STATED PROBLEM A:
According to the World Archaeological Congress passage below, how many people attended the meeting that became the first World Archaeological Congress, and from how many countries?
STATED PROBLEM B:
In the World Archaeological Congress passage below, reproduce the text between "The World Archaeological Congress (WAC)" and "of archaeological sites.", inclusive, substituting "five" for "four".

GIVEN PASSAGE:
──────────────────────────────

World Archaeological Congress
- Abbreviation: WAC
- Predecessor: 1986
- Presidents: Koji Mizoguchi
- Website: worldarchaeologicalcongress.com

= World Archaeological Congress =

The World Archaeological Congress (WAC) is a non-governmental, not-for-profit organization which promotes world archaeology. It is the only global archaeological organisation with elected representation.

Established in 1986, WAC holds an international Congress every four years to promote the exchange of results from archaeological research; professional training and public education for disadvantaged nations, groups and communities; the empowerment and betterment of Indigenous groups and First Nations peoples; and the conservation of archaeological sites.

==History==
The World Archaeological Congress was established in 1986, after a controversy concerning the planned attendance of South African and Namibian scholars at the 11th Congress of the International Union of Prehistoric and Protohistoric Sciences in Southampton, United Kingdom. In the run-up to the congress, Southampton City Council and other organizations funding the meeting demanded that scholars from South Africa and Namibia were banned from participation in view of Apartheid in South Africa. The British organizers complied with this demand, but the Executive Committee of UISPP ultimately ruled that it was against the organization's constitution to exclude any international bona fide scholars, and withdrew its endorsement of the conference. The National Secretary of the Congress, Peter Ucko, moved forward with the meeting under a new name, the World Archaeological Congress. The resulting meeting drew in 1000 people from 100 countries, with the special attempt to include people from new nations and minority groups to participate in the congress. Since that time, WAC has "constituted itself as a uniquely representative non-profit organization of worldwide archaeology that recognizes the historical and social role, and the political context, of archaeology, and the need to make archaeological studies relevant to the wider community. It especially seeks to debate and refute institutionalized views that serve the interests of a privileged few to the detriment of disenfranchised others. WAC explicitly values diversity against institutionalized mechanisms that marginalize the cultural heritage of indigenous peoples, minorities and the poor".

──────────────────────────────

DATA PROVIDED:
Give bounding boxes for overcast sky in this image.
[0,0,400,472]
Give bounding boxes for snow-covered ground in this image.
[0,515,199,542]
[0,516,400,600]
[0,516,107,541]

──────────────────────────────

WRITTEN ANSWER A:
It drew 1000 people from 100 countries.

WRITTEN ANSWER B:
The World Archaeological Congress (WAC) is a non-governmental, not-for-profit organization which promotes world archaeology. It is the only global archaeological organisation with elected representation.

Established in 1986, WAC holds an international Congress every five years to promote the exchange of results from archaeological research; professional training and public education for disadvantaged nations, groups and communities; the empowerment and betterment of Indigenous groups and First Nations peoples; and the conservation of archaeological sites.